*AIM OF THE TASK*.
Copy out all of the rows below word for word, but leave out the pictures.

*DATA*.
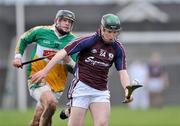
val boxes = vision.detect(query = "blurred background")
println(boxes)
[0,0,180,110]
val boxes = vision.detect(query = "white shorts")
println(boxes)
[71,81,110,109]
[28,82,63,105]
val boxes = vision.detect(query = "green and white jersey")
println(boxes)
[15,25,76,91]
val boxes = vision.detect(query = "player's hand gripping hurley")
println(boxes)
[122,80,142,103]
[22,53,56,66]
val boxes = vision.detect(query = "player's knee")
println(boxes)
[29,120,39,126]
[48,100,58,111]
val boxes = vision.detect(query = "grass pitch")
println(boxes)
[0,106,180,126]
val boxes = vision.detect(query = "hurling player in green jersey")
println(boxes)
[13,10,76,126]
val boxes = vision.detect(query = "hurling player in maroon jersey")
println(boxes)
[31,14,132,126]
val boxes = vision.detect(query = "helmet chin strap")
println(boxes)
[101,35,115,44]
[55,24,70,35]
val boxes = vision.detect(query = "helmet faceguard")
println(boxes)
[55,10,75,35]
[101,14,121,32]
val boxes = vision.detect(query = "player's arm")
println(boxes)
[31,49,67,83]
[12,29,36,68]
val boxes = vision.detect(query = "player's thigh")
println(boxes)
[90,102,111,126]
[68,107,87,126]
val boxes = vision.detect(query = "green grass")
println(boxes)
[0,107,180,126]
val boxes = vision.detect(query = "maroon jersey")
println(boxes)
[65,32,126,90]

*TASK SOLUTION*.
val boxes = vision.detect(query = "blurred background")
println(boxes)
[0,0,180,110]
val boxes = vision.detect(query = "white shorts")
println(boxes)
[71,81,110,109]
[28,82,63,105]
val boxes = vision.detect(query = "green and white jersey")
println(boxes)
[15,25,76,91]
val boxes = vision.detect(query = "player's hand gripping hurley")
println(boxes)
[122,80,142,103]
[22,53,56,66]
val boxes = vision.detect(query = "player's knee")
println(boxes)
[29,120,39,126]
[48,100,58,111]
val boxes = vision.detect(query = "grass pitch")
println(boxes)
[0,106,180,126]
val boxes = vision.detect(query = "hurling player in green jersey")
println(boxes)
[13,10,76,126]
val boxes = vision.detect(query = "hurling player in maroon jersey")
println(boxes)
[31,14,132,126]
val boxes = vision.detect(query = "helmet chin strap")
println(boxes)
[101,35,115,44]
[55,24,70,35]
val boxes = vision.detect(query = "helmet faceguard")
println(boxes)
[55,10,75,35]
[101,14,121,32]
val boxes = vision.detect(query = "player's arm")
println(boxes)
[31,49,67,83]
[12,29,36,68]
val boxes = vision.detect(query = "player's thigh")
println(boxes)
[90,102,111,126]
[68,107,87,126]
val boxes = vision.detect(query = "green grass")
println(boxes)
[0,107,180,126]
val boxes = vision.detect(query = "maroon jersey")
println(boxes)
[65,32,126,90]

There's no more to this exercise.